##### Provided passage

GOP Senators Revive Push for Quick Amnesty

Sen. James Lankford (R-OK)
Zach Gibson/Getty Images

Pro-amnesty Senators in both parties are trying again to deliver an amnesty to at least two million ‘DACA’ illegals — and also to several hundred thousand people with expiring “Temporary Protected Status.”

MSNBC got a briefing from GOP Sen. James Lankford, and Politico was briefed by multiple GOP and Democratic Senators about their amnesty plans.

Their emerging plans for a quick amnesty are tied to the push for a discharge-petition amnesty in the House, and to the likely court approval for ending the DACA amnesty, which is now held by 700,000 adult children of illegal immigrants. Also, business and progressive advocates want a quick amnesty to help keep the immigration issue out of the November election, out of fear that voters may endorse President Donald Trump’s low-immigration/high-wage policy.

The Politico article included no mention of possible safeguards or wage-protections for American workers amid a new flood of migrant workers, but it acknowledged that the pro-illegal push might be blocked by Trump’s continued campaign for his four-part immigration reform plan. Politico reported:

The path is an exceedingly narrow one, participants on all sides acknowledge. The Senate is scheduled to be in for just four more work periods this year, and it’s expected to take a break for several weeks before the fall election. Plus, [Majority Leader. Mitch] McConnell has been prioritizing noncontroversial legislation like a veterans care bill and water infrastructure plan, as well as confirmation of judges, over contentious issues like immigration.

Democrats are also worried about the president’s influence. He put heavy pressure on Republicans to reject anything other than his plan to make deep cuts to legal immigration as a price for citizenship for Dreamers, and Democrats worry that will happen again in the coming weeks.

The pro-amnesty talks include Colorado GOP Sen. Cory Gardner, who is leading the GOP’s 2018 Senate campaign. His campaign deputy, North Carolina Sen. Thom Tillis, is also part of the pro-amnesty group. Politico reported:

“The sweet spot for getting an immigration deal remains now. The closer we get to the election and certainly post-election, the more difficult it will be,” [Gardner] recounted telling the president. “If we wait longer, the more difficult it becomes. They’ll blame it on both parties at that point.”

##########

◆ Exercise instructions ◆
#1 According to the article on the Senate amnesty push, how many adult children of illegal immigrants currently hold the DACA amnesty?
#2 Extend the article on the Senate amnesty push, picking up right after its final sentence.
The data after this point are separate from the article on the Senate amnesty push.

##### Provided information

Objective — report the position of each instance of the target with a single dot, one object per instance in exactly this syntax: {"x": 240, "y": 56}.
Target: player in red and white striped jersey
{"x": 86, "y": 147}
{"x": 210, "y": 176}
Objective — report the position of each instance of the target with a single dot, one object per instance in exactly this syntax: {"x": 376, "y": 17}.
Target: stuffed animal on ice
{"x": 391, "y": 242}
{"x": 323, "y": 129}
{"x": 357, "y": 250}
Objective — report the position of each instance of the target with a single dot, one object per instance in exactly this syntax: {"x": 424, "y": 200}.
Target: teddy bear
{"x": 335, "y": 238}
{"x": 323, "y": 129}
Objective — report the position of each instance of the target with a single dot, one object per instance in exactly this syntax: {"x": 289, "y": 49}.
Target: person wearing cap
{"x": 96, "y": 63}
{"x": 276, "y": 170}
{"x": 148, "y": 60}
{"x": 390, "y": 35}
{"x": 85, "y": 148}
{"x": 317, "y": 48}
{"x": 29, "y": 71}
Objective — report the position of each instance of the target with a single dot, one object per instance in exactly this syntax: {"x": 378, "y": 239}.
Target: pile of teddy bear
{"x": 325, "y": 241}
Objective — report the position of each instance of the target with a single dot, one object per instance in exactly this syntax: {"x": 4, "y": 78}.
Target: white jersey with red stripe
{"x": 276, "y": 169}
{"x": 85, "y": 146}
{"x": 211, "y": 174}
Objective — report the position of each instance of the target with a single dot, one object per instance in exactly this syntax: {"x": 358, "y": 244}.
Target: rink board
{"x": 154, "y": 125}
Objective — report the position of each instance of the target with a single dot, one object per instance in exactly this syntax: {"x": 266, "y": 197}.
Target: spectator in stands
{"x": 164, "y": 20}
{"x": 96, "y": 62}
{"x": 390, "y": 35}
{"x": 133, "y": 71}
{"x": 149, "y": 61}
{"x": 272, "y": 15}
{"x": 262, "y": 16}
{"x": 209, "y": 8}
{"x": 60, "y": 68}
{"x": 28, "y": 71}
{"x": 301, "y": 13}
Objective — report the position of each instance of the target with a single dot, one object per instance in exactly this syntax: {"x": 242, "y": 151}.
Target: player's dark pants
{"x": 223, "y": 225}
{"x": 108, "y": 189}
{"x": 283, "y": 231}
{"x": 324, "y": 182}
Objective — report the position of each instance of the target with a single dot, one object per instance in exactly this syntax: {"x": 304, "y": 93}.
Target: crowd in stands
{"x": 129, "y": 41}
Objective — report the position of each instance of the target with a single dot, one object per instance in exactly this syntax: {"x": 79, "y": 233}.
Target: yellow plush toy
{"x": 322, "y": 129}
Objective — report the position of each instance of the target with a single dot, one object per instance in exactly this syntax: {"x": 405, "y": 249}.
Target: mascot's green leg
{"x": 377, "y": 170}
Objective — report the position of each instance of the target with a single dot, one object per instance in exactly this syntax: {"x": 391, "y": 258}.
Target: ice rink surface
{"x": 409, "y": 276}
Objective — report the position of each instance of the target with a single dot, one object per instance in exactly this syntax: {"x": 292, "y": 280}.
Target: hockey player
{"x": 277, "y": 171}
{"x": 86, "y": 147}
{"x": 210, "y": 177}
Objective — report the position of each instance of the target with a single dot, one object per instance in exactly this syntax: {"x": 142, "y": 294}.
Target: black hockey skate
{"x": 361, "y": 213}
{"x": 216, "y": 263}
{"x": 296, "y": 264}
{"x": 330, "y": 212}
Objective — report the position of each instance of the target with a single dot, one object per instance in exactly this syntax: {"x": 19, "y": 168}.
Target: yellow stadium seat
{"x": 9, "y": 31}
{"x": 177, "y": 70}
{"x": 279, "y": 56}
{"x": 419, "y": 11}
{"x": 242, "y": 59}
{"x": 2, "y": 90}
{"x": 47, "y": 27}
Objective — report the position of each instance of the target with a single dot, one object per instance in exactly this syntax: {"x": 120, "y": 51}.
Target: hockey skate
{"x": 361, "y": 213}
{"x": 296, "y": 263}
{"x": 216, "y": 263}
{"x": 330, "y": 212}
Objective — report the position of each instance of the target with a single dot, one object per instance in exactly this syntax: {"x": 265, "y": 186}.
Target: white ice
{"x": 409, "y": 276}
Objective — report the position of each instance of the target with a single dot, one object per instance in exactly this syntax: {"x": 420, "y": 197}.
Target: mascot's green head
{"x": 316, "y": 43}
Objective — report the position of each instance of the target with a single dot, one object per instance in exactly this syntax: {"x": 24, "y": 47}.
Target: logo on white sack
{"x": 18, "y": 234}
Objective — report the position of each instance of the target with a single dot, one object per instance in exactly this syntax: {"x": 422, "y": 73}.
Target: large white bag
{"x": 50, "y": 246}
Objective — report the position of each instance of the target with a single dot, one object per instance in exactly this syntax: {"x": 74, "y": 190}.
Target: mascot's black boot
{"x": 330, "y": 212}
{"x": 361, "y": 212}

##########

◆ Outputs for the tasks ◆
#1 700,000

#2
The Democrats are led by Connecticut Sen. Chris Coons, who allied with Sen. John McCain to push an amnesty bill during the Senate’s debate in February. In this new effort, Coons is pushing to extend the DACA amnesty to include at least 250,000 TPS migrants, and is talking to Tillis as well as Oklahoma Sen. James Lankford.

The Politico story also includes Tennesee GOP Sen. Lamar Alexander and New Mexico Democrat  Sen. Martin Heinrich.

When introducing a joint amnesty bill with Tillis in September 2017, Lankford said the DACA illegal immigrants are good for the national economy:

The job issue is an interesting issue, because those individuals are already in the job market. Many of these DACA students are actually DACA young adults, they already have access to the job market right now because they’ve been given deferred action. So they are in higher education, they are in the job market, they are currently a part of our economy, currently. That continual competition in our economy doesn’t hurt us, that continues to help us. It actually hurts us to put those individuals out of the economy.

Tillis has been a constant advocate for outsourcing U.S. jobs to immigrants and temporary workers.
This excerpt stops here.